| INPUT FOR THIS TASK |
▶

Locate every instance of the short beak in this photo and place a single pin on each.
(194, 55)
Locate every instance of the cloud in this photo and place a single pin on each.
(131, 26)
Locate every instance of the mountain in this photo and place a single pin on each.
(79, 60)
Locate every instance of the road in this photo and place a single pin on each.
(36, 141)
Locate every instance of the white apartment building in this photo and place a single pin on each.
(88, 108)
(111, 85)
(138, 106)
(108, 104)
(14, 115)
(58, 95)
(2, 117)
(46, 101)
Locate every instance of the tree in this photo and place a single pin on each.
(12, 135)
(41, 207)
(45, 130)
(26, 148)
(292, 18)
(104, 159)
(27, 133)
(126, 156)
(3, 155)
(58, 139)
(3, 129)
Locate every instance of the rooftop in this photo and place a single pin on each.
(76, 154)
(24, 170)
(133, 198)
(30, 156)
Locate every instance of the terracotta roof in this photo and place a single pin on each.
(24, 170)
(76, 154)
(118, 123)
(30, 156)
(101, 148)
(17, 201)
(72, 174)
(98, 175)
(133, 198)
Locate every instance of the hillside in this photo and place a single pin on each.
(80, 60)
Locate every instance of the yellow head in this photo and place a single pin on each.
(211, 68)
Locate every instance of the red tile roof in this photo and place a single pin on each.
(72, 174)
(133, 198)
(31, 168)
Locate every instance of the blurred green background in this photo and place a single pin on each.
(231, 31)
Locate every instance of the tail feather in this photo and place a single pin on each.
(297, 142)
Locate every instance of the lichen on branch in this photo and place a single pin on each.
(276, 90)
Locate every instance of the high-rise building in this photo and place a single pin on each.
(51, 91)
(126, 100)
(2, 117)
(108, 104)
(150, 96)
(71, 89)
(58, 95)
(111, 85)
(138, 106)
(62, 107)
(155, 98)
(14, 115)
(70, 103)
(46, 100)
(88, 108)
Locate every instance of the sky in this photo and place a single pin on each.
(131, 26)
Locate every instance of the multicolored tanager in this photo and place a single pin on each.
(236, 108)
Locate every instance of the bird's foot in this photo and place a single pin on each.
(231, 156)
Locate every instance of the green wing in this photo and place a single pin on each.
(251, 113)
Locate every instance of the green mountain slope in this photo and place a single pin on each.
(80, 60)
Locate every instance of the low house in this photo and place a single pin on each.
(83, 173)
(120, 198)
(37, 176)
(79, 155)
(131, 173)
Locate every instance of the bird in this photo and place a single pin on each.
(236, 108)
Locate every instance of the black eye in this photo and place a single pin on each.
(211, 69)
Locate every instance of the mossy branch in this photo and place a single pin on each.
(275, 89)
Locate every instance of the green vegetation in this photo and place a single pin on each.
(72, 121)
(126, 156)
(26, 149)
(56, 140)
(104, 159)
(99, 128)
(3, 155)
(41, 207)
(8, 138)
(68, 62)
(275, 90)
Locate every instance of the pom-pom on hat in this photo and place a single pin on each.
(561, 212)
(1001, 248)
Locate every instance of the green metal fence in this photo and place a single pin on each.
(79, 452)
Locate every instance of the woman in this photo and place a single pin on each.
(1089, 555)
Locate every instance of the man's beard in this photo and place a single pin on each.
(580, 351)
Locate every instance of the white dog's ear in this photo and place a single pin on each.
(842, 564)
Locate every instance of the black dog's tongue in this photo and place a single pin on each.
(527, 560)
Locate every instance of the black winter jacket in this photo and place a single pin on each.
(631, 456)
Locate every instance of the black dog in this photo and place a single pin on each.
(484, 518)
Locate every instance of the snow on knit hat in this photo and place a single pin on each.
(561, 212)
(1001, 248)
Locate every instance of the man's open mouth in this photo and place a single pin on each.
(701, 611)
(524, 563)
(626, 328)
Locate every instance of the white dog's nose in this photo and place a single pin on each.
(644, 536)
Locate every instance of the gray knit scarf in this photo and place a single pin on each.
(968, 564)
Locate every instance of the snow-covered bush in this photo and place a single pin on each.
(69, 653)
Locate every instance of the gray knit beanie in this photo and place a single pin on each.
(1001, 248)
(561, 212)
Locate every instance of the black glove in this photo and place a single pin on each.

◀

| WHAT YOU HAVE TO DO |
Please rewrite all of the material above as a numbered list, leaving out any blank lines.

| ANSWER TO THIS EXERCISE |
1. Locate every instance of the short beak in this photo and place a single pin on each.
2. (194, 55)
3. Locate every instance of the cloud in this photo and place a single pin on each.
4. (131, 26)
5. Locate every instance of the mountain in this photo and place a single pin on each.
6. (79, 60)
7. Locate every instance of the road in this photo and place a single pin on each.
8. (36, 141)
9. Locate every instance of the white apartment building in this photo and place a single pin on each.
10. (88, 108)
11. (111, 85)
12. (138, 106)
13. (108, 104)
14. (14, 115)
15. (58, 95)
16. (2, 117)
17. (46, 101)
18. Locate every instance of the tree in this photo and place a single pin on each.
19. (12, 135)
20. (41, 207)
21. (45, 130)
22. (26, 148)
23. (292, 18)
24. (104, 159)
25. (27, 133)
26. (126, 156)
27. (3, 155)
28. (58, 139)
29. (3, 129)
30. Locate every instance of the rooftop in this photo and place a single pin on each.
31. (76, 154)
32. (24, 170)
33. (133, 198)
34. (30, 156)
35. Locate every instance of the terracotta roof in this photo and place a single pin on each.
36. (24, 170)
37. (76, 154)
38. (118, 123)
39. (30, 156)
40. (101, 148)
41. (17, 201)
42. (72, 174)
43. (98, 175)
44. (133, 198)
45. Locate every instance of the hillside in this photo and place a single pin on each.
46. (80, 60)
47. Locate every instance of the yellow head in this photo and place a single pin on each.
48. (211, 68)
49. Locate every instance of the red tile roof in this photo and place a single pin on each.
50. (72, 174)
51. (133, 198)
52. (31, 168)
53. Locate every instance of the blurred green background in this photo and place a single pin on each.
54. (231, 31)
55. Locate every instance of the tail feather in this photo and place a single pin on each.
56. (297, 142)
57. Locate every instance of the lichen on branch in this photo and place a single pin on each.
58. (276, 90)
59. Locate every instance of the high-rise building in this photo and place a single pin on each.
60. (51, 91)
61. (126, 100)
62. (2, 117)
63. (108, 104)
64. (150, 96)
65. (71, 89)
66. (58, 95)
67. (111, 85)
68. (138, 106)
69. (62, 107)
70. (155, 98)
71. (14, 115)
72. (70, 103)
73. (46, 100)
74. (88, 108)
75. Locate every instance of the sky in this photo and place a single pin on each.
76. (131, 26)
77. Locate every instance of the multicolored tanager in this photo and place a single pin on each.
78. (236, 108)
79. Locate every instance of the bird's foot in this photo and place a single pin on each.
80. (231, 156)
81. Locate every instance of the green wing in this photo and place a single pin on each.
82. (251, 113)
83. Locate every instance of the green mountain slope in this photo and place a single pin on each.
84. (80, 60)
85. Locate every instance of the low house in this photo and place a single pin on each.
86. (83, 173)
87. (120, 198)
88. (37, 176)
89. (79, 155)
90. (131, 173)
91. Locate every instance of the bird in this photo and place a single pin on each.
92. (236, 108)
93. Locate every instance of the black eye in this photo and place a single pin on each.
94. (211, 69)
95. Locate every instance of the mossy branch in this photo and place a single pin on each.
96. (275, 89)
97. Locate every instance of the green vegetation in this photo and place a single pin on each.
98. (72, 121)
99. (126, 156)
100. (26, 149)
101. (56, 140)
102. (104, 159)
103. (99, 128)
104. (3, 155)
105. (41, 207)
106. (8, 138)
107. (68, 62)
108. (275, 90)
109. Locate every instance of the pom-pom on hat in this photo and place a single pin on each.
110. (561, 212)
111. (1001, 248)
112. Locate every instance of the green metal fence in this photo and place a single pin on each.
113. (79, 452)
114. Locate every instance of the woman in this photo and place a single pin on each.
115. (1089, 555)
116. Locate every instance of the man's beard in this photo and place a single pin on each.
117. (580, 351)
118. Locate every instance of the white dog's ear in this photo and place a single pin on each.
119. (842, 564)
120. Locate every instance of the black dog's tongue in this photo and place a single pin on each.
121. (527, 560)
122. Locate every instance of the black winter jacket in this photo and place a single pin on each.
123. (631, 456)
124. Locate every instance of the black dog in this photo and place a single pin on each.
125. (484, 518)
126. Locate every instance of the snow on knit hat in this photo and place a single pin on each.
127. (561, 212)
128. (1001, 248)
129. Locate every instance of the man's open mouth in this photo and place a single pin on each.
130. (701, 611)
131. (524, 563)
132. (626, 328)
133. Locate every instance of the white dog's nose in this photo and place a single pin on each.
134. (644, 536)
135. Locate every instance of the gray knit scarf in this photo and place a single pin on each.
136. (968, 564)
137. Locate every instance of the snow-covered bush in this photo and place a single pin on each.
138. (69, 653)
139. Locate every instance of the gray knit beanie in this photo and place a single pin on each.
140. (1001, 248)
141. (561, 212)
142. Locate every instance of the black glove in this photo and place a single pin on each.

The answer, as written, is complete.